Short problem a: Rewrite the part of the Casablanca poem starting at "Above Fat Papa's" and ending at "makes life simpler).", changing "Paris" to "Lisbon".

>> BEGIN Selection

Above Fat Papa's Bar in Casablanca Café on the veranda: Ilsa sleek, her hair now set off by a silver streak, as beautiful as ever, still a chic and polished avatar of high-boned cheek. The room appeared as if we’d spent a week in bed instead of just one night – the reek of sex and flat champagne, two flutes, all shriek of carnal, sweat-drenched, sweet reunion; pique my appetite for more. ................................. But she seems bleak: “It won't work, Rick. You've lost the old mystique, and turned into an aging film-crazed geek – a droning and obsessive one-note freak.” She turns to leave, but not before I speak, “We'll still have Paris, kid, and that was magnifique!” |
Not to mention.... (as you may have somehow guessed, I have a thing about monorhymes - it makes life simpler).

>> END Selection
>> BEGIN Dataset content

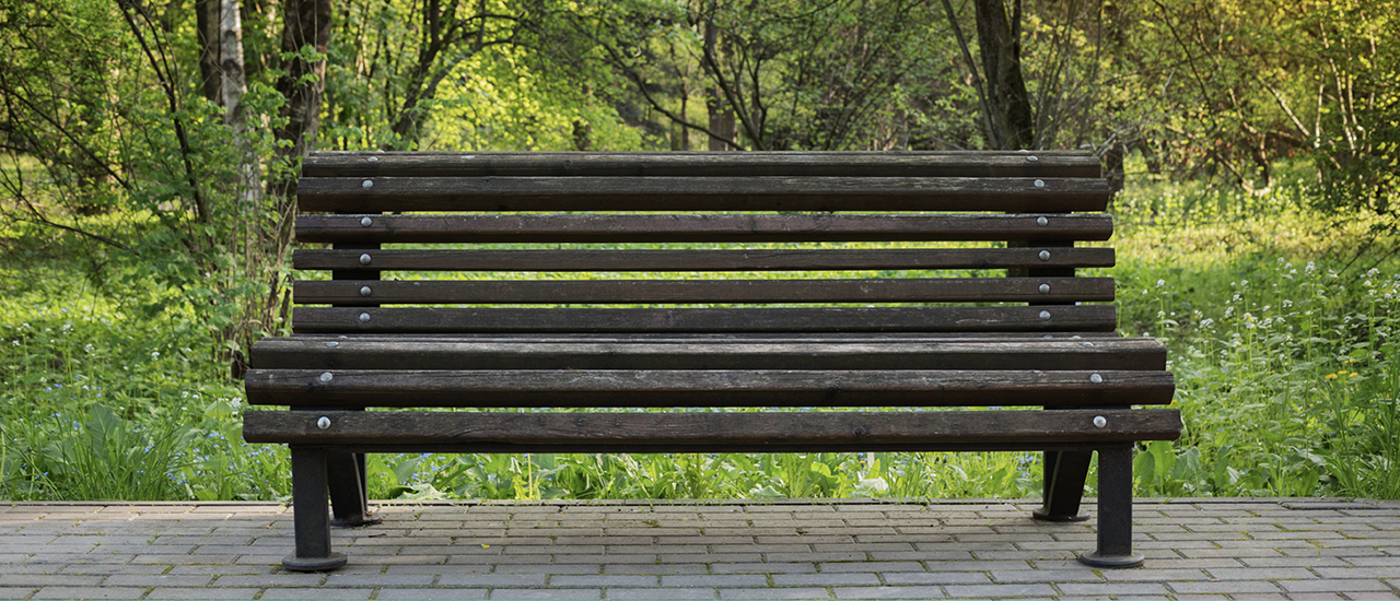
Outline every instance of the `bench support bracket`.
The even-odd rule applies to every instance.
[[[1133,551],[1133,447],[1099,449],[1099,548],[1079,555],[1093,567],[1137,567],[1142,553]]]
[[[344,553],[330,551],[325,449],[291,447],[291,503],[297,552],[283,558],[281,566],[291,572],[322,572],[346,565]]]

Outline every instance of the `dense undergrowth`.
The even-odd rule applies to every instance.
[[[1400,245],[1306,186],[1138,184],[1116,200],[1120,330],[1170,349],[1186,433],[1138,495],[1400,498]],[[284,499],[192,313],[99,289],[14,225],[0,282],[0,499]],[[1033,496],[1028,453],[371,456],[375,498]],[[1091,474],[1091,485],[1092,485]]]

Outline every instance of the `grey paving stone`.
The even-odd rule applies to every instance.
[[[160,587],[146,595],[148,600],[251,600],[258,594],[258,588],[182,588]]]
[[[424,587],[433,584],[433,574],[342,574],[326,576],[328,587]]]
[[[1253,594],[1280,593],[1278,586],[1271,581],[1236,580],[1219,583],[1166,583],[1166,587],[1177,594]]]
[[[43,587],[34,594],[35,600],[134,600],[141,598],[146,588],[126,587]]]
[[[801,587],[801,586],[878,586],[881,584],[879,576],[872,573],[847,573],[847,574],[773,574],[774,586],[780,587]]]
[[[602,588],[496,588],[491,601],[592,601],[603,597]]]
[[[444,587],[542,587],[546,574],[472,574],[454,573],[438,576]]]
[[[764,574],[678,574],[662,576],[664,587],[764,587],[769,577]]]
[[[941,587],[836,587],[839,600],[938,600],[944,597]]]
[[[267,588],[263,600],[273,601],[364,601],[374,594],[374,588]]]
[[[203,587],[214,581],[213,576],[190,574],[115,574],[102,580],[104,587]]]
[[[829,600],[826,588],[720,588],[721,600]]]
[[[1056,597],[1050,584],[951,584],[944,587],[948,597],[1007,598],[1007,597]]]
[[[885,584],[991,584],[981,572],[890,572],[881,577]]]
[[[1086,584],[1086,583],[1065,583],[1058,584],[1060,593],[1065,597],[1079,598],[1092,595],[1114,595],[1114,597],[1138,597],[1138,595],[1165,595],[1169,591],[1166,584],[1159,583],[1103,583],[1103,584]]]
[[[710,601],[718,595],[714,588],[608,588],[609,601]]]
[[[384,601],[477,601],[486,588],[381,588],[374,598]]]
[[[1389,591],[1390,587],[1373,579],[1324,579],[1324,580],[1281,580],[1278,586],[1287,593],[1347,593],[1347,591]]]
[[[552,587],[655,587],[658,576],[615,576],[615,574],[556,574],[549,577]]]

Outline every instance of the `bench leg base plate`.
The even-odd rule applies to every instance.
[[[1079,555],[1079,563],[1089,567],[1137,567],[1142,565],[1142,553],[1134,551],[1127,555],[1099,555],[1098,551],[1092,553]]]
[[[1040,521],[1089,521],[1088,513],[1079,514],[1064,514],[1064,513],[1046,513],[1044,507],[1030,512],[1030,517]]]
[[[291,553],[281,558],[281,567],[290,572],[328,572],[346,565],[346,553],[326,555],[325,558],[298,558]]]
[[[332,517],[330,526],[335,526],[337,528],[354,528],[357,526],[375,526],[382,521],[384,517],[375,516],[372,513],[365,513],[363,516],[353,516],[353,517]]]

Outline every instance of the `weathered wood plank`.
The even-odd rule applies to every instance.
[[[368,291],[368,294],[365,292]],[[297,281],[304,305],[1113,300],[1113,278]]]
[[[1063,307],[295,307],[297,333],[1113,331],[1112,305]]]
[[[301,211],[1102,211],[1067,178],[302,178]]]
[[[946,341],[473,341],[263,338],[251,363],[277,369],[1166,369],[1152,338]]]
[[[1103,214],[297,215],[297,240],[323,243],[1070,242],[1112,235],[1113,218]]]
[[[329,428],[316,421],[328,418]],[[1098,428],[1093,418],[1105,418]],[[291,444],[501,444],[515,451],[706,451],[966,449],[983,444],[1175,440],[1177,410],[899,411],[899,412],[347,412],[248,411],[244,439]],[[589,449],[589,450],[584,450]]]
[[[312,152],[307,178],[1099,178],[1092,152]]]
[[[1042,252],[1044,257],[1042,257]],[[298,270],[806,271],[1113,267],[1113,249],[297,250]]]
[[[995,369],[251,369],[244,384],[251,404],[298,407],[1106,407],[1175,390],[1169,372]]]

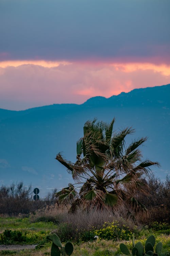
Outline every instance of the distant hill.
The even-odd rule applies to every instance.
[[[0,186],[23,181],[40,188],[44,196],[51,188],[71,181],[66,169],[55,159],[63,152],[76,157],[76,143],[87,120],[110,121],[115,129],[132,126],[128,138],[147,136],[141,148],[144,158],[159,162],[153,172],[164,179],[169,173],[170,85],[135,89],[108,99],[94,97],[83,104],[54,104],[16,111],[0,109]]]

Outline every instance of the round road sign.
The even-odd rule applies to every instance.
[[[34,188],[34,194],[35,194],[35,195],[37,195],[37,194],[38,194],[39,192],[39,190],[37,188]]]

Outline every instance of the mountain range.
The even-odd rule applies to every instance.
[[[110,122],[115,131],[132,127],[127,138],[148,137],[141,147],[144,159],[159,162],[153,173],[162,180],[169,173],[170,84],[135,89],[108,98],[96,97],[82,104],[53,104],[24,111],[0,109],[0,186],[23,181],[44,197],[72,181],[55,158],[59,152],[76,160],[76,142],[83,127],[95,118]]]

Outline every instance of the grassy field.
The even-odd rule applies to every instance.
[[[0,251],[0,255],[16,255],[23,256],[41,256],[50,255],[51,242],[44,242],[47,235],[58,227],[57,224],[53,222],[45,222],[33,220],[30,218],[4,217],[0,218],[0,234],[1,234],[0,244],[3,243],[2,234],[5,230],[11,230],[12,232],[15,231],[17,234],[21,234],[22,236],[20,241],[19,242],[17,237],[12,238],[16,241],[13,241],[12,239],[8,241],[7,243],[20,244],[38,244],[42,245],[37,249],[24,250],[20,251],[16,250],[13,251],[2,250]],[[136,242],[140,241],[144,244],[146,238],[150,234],[155,235],[156,242],[162,242],[163,244],[163,252],[170,251],[170,237],[169,230],[165,229],[169,227],[164,227],[162,225],[159,228],[158,224],[155,225],[155,229],[149,229],[147,227],[141,229],[139,232]],[[164,229],[162,230],[161,228]],[[168,231],[169,230],[169,231]],[[17,233],[17,232],[19,233]],[[20,233],[19,233],[19,232]],[[12,233],[13,234],[13,233]],[[16,235],[16,233],[15,235]],[[60,234],[58,233],[59,237]],[[14,236],[15,237],[15,236]],[[82,241],[81,242],[75,243],[72,242],[74,245],[74,250],[73,255],[77,256],[107,256],[114,255],[117,256],[121,254],[119,249],[119,245],[121,241],[113,241],[99,239],[97,241],[90,241],[86,242]],[[129,241],[124,241],[130,249],[132,246],[132,242]],[[63,243],[64,244],[64,243]]]

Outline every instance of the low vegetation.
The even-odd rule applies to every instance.
[[[125,147],[133,130],[113,134],[114,122],[85,123],[75,163],[57,156],[79,188],[70,183],[35,201],[31,186],[0,187],[0,255],[170,256],[169,178],[152,176],[157,163],[138,148],[146,138]]]

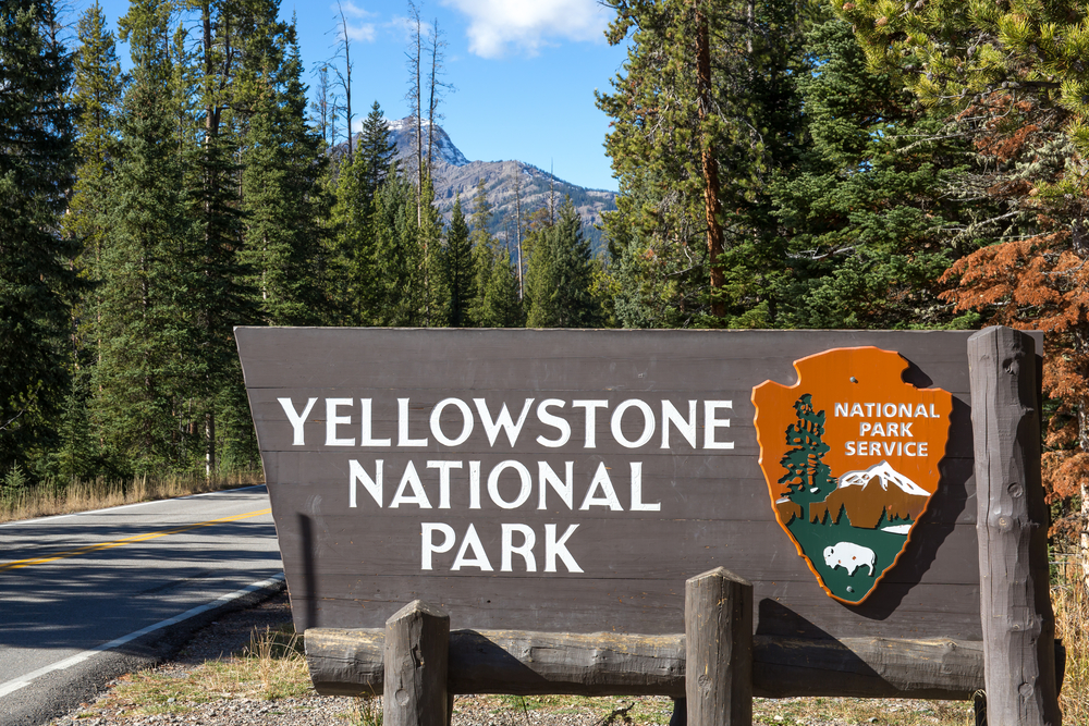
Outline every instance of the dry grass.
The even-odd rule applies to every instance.
[[[0,497],[0,521],[103,509],[122,504],[167,500],[261,483],[264,478],[259,472],[211,477],[179,475],[162,479],[138,477],[127,482],[74,481],[65,487],[46,483]]]
[[[1066,677],[1060,694],[1063,722],[1089,724],[1089,595],[1081,566],[1063,559],[1051,588],[1055,636],[1066,648]]]
[[[241,653],[178,672],[145,670],[121,678],[86,716],[182,714],[225,699],[270,701],[313,693],[302,639],[286,626],[254,631]]]

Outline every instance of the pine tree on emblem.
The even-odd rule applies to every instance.
[[[798,421],[786,428],[786,443],[794,446],[780,462],[786,473],[779,480],[786,484],[785,496],[803,504],[822,502],[835,491],[832,469],[824,464],[824,454],[831,447],[822,441],[824,411],[815,411],[812,394],[806,393],[794,403]]]

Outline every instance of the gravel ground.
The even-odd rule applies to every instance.
[[[286,592],[273,595],[248,610],[221,616],[197,630],[171,660],[146,672],[157,676],[185,678],[206,661],[236,653],[250,641],[256,629],[277,629],[291,623]],[[130,682],[129,677],[111,680],[95,702],[74,709],[50,726],[169,726],[201,724],[207,726],[380,726],[368,723],[368,705],[360,699],[317,696],[313,691],[298,697],[276,700],[222,698],[206,703],[171,703],[183,706],[182,713],[147,715],[131,713],[131,700],[117,698],[117,689]],[[544,702],[543,705],[541,702]],[[633,705],[634,704],[634,705]],[[631,709],[628,706],[632,706]],[[452,726],[605,726],[631,722],[631,713],[660,714],[669,721],[670,699],[536,699],[526,701],[512,697],[457,697],[454,701]],[[363,711],[364,713],[360,713]],[[615,711],[615,713],[613,713]],[[611,716],[611,718],[610,718]]]
[[[291,623],[291,610],[285,592],[273,595],[248,610],[221,616],[218,620],[195,631],[181,651],[170,661],[161,663],[145,674],[162,678],[163,682],[176,678],[185,680],[191,674],[204,674],[200,666],[207,661],[240,652],[250,642],[253,631],[266,628],[276,630]],[[204,677],[204,676],[200,676]],[[305,678],[303,678],[305,679]],[[94,703],[84,703],[50,726],[381,726],[376,723],[368,704],[360,699],[322,697],[311,691],[273,700],[245,698],[238,694],[216,693],[212,700],[185,699],[161,703],[160,713],[135,712],[139,703],[132,698],[118,696],[119,687],[132,682],[132,676],[108,684],[107,690]],[[145,704],[151,697],[145,696]],[[161,694],[159,698],[162,701]],[[857,700],[855,705],[862,705]],[[809,707],[806,707],[809,701]],[[944,714],[943,706],[927,701],[867,701],[865,713],[856,709],[848,715],[835,701],[824,699],[827,709],[811,707],[812,700],[783,699],[772,701],[756,699],[754,724],[780,726],[845,726],[847,724],[950,724],[971,723],[968,712]],[[799,709],[802,711],[799,711]],[[668,724],[672,713],[668,698],[611,698],[583,699],[574,697],[515,697],[465,696],[454,701],[452,726],[650,726]],[[147,711],[145,709],[144,711]],[[964,715],[962,715],[962,713]],[[914,714],[914,717],[909,716]],[[946,716],[953,715],[950,721]],[[907,717],[907,718],[905,718]],[[380,715],[379,715],[380,718]],[[921,718],[921,721],[920,721]]]

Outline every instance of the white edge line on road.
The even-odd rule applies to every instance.
[[[242,588],[241,590],[237,590],[235,592],[231,592],[229,594],[223,595],[222,598],[213,600],[210,603],[207,603],[207,604],[204,604],[204,605],[198,605],[197,607],[194,607],[193,610],[187,610],[184,613],[182,613],[181,615],[175,615],[174,617],[171,617],[171,618],[168,618],[166,620],[162,620],[161,623],[156,623],[155,625],[149,625],[146,628],[140,628],[136,632],[130,632],[127,636],[122,636],[121,638],[118,638],[117,640],[111,640],[108,643],[102,643],[101,645],[96,645],[95,648],[91,648],[90,650],[86,650],[86,651],[84,651],[82,653],[76,653],[75,655],[70,655],[69,657],[64,659],[63,661],[58,661],[57,663],[52,663],[52,664],[47,665],[45,667],[38,668],[37,670],[32,670],[30,673],[27,673],[27,674],[25,674],[23,676],[20,676],[19,678],[14,678],[12,680],[9,680],[7,684],[0,684],[0,698],[2,698],[4,696],[8,696],[9,693],[11,693],[13,691],[17,691],[19,689],[23,688],[24,686],[29,685],[30,681],[33,681],[35,678],[44,676],[47,673],[52,673],[53,670],[64,670],[65,668],[70,668],[73,665],[76,665],[77,663],[83,663],[87,659],[89,659],[89,657],[91,657],[94,655],[97,655],[98,653],[101,653],[101,652],[108,651],[108,650],[112,650],[114,648],[119,648],[119,647],[124,645],[125,643],[127,643],[127,642],[130,642],[132,640],[136,640],[137,638],[139,638],[142,636],[146,636],[149,632],[155,632],[156,630],[161,630],[162,628],[170,627],[171,625],[176,625],[178,623],[181,623],[182,620],[187,620],[191,617],[195,617],[195,616],[200,615],[203,613],[207,613],[210,610],[216,610],[217,607],[225,605],[227,603],[229,603],[229,602],[231,602],[233,600],[237,600],[238,598],[248,595],[250,592],[256,592],[257,590],[264,590],[265,588],[271,587],[276,582],[280,582],[282,580],[283,580],[283,573],[281,573],[279,575],[273,575],[272,577],[268,578],[267,580],[261,580],[260,582],[254,582],[253,585],[247,586],[245,588]]]
[[[101,514],[103,512],[117,512],[118,509],[127,509],[129,507],[142,507],[148,504],[162,504],[163,502],[180,502],[183,500],[195,500],[200,496],[216,496],[218,494],[231,494],[233,492],[244,492],[250,489],[265,489],[265,484],[252,484],[249,487],[236,487],[234,489],[221,489],[215,492],[200,492],[199,494],[187,494],[185,496],[175,496],[170,500],[149,500],[147,502],[134,502],[133,504],[119,504],[115,507],[106,507],[105,509],[90,509],[88,512],[73,512],[72,514],[58,514],[52,517],[38,517],[37,519],[19,519],[16,521],[5,521],[0,525],[2,527],[15,527],[16,525],[37,525],[42,521],[53,521],[54,519],[64,519],[65,517],[86,517],[90,514]]]

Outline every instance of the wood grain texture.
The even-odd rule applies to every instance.
[[[414,600],[386,622],[382,723],[446,726],[450,616]]]
[[[987,717],[994,726],[1057,726],[1036,343],[988,328],[969,339],[968,358]]]
[[[756,635],[800,638],[935,638],[979,640],[978,561],[972,471],[967,332],[865,331],[490,331],[490,330],[237,330],[262,462],[272,499],[296,627],[380,627],[404,602],[436,602],[463,627],[534,631],[670,633],[684,628],[684,583],[714,567],[749,580],[756,599]],[[953,393],[953,439],[940,463],[942,488],[931,501],[908,551],[861,606],[831,601],[775,521],[757,463],[751,389],[764,380],[795,381],[796,359],[831,347],[876,345],[900,350],[911,364],[906,374],[919,386]],[[440,445],[429,411],[445,397],[491,411],[505,403],[517,418],[524,402],[568,402],[560,413],[572,426],[560,448],[536,443],[553,436],[534,410],[516,445],[504,434],[490,443],[479,417],[461,445]],[[304,443],[279,398],[301,411],[318,398],[302,424]],[[353,404],[340,410],[350,423],[339,436],[362,431],[362,398],[371,401],[371,435],[389,446],[330,446],[327,398]],[[394,445],[399,398],[408,398],[411,438],[425,446]],[[732,402],[731,424],[720,430],[732,450],[696,446],[674,431],[661,447],[661,420],[652,441],[629,450],[613,438],[599,411],[594,448],[585,444],[584,411],[571,402],[638,399],[660,414],[661,402],[687,410],[688,401]],[[701,405],[701,404],[700,404]],[[448,407],[439,418],[446,435],[461,418]],[[702,417],[702,409],[700,409]],[[702,420],[702,418],[700,418]],[[641,420],[625,416],[620,430],[638,435]],[[382,505],[357,485],[350,506],[352,462],[371,475],[383,462]],[[524,462],[533,491],[514,508],[488,494],[487,472],[504,460]],[[643,464],[643,501],[656,510],[633,510],[628,463]],[[442,507],[439,472],[428,462],[461,462],[450,470],[449,508]],[[470,462],[485,481],[480,508],[468,509]],[[568,506],[554,491],[539,508],[538,465],[556,472],[572,463],[574,496]],[[413,463],[430,504],[392,507]],[[590,479],[603,466],[623,510],[594,505],[580,509]],[[518,492],[511,471],[498,484],[506,501]],[[441,522],[458,541],[421,570],[421,524]],[[504,524],[536,533],[536,571],[513,558],[501,569]],[[452,569],[468,526],[474,525],[492,569]],[[544,527],[578,525],[568,540],[583,573],[543,571]]]
[[[306,661],[325,696],[383,690],[384,630],[313,628]],[[451,693],[685,694],[685,637],[454,630]],[[843,696],[967,700],[983,687],[978,641],[756,636],[752,692],[761,698]]]
[[[752,723],[752,585],[724,567],[685,582],[685,700],[692,726]]]

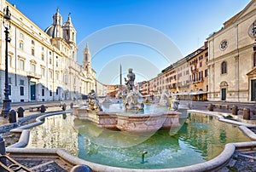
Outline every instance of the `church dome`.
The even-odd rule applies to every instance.
[[[44,30],[49,37],[62,37],[62,17],[59,13],[59,9],[57,9],[56,13],[53,15],[53,24]]]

>> END Dataset content

Short problem b: How many lines of the records above contain the string "bench"? Reply with the number only.

Exercise solution a:
Above Fat Papa's Bar in Casablanca Café on the veranda: Ilsa sleek, her hair now set off by a silver streak, as beautiful as ever, still a chic and polished avatar of high-boned cheek. The room appeared as if we’d spent a week in bed instead of just one night – the reek of sex and flat champagne, two flutes, all shriek of carnal, sweat-drenched, sweet reunion; pique my appetite for more. ................................. But she seems bleak: “It won't work, Rick. You've lost the old mystique, and turned into an aging film-crazed geek – a droning and obsessive one-note freak.” She turns to leave, but not before I speak, “We'll still have Lisbon, kid, and that was magnifique!” |
Not to mention.... (as you may have somehow guessed, I have a thing about monorhymes - it makes life simpler).

Exercise solution b: 2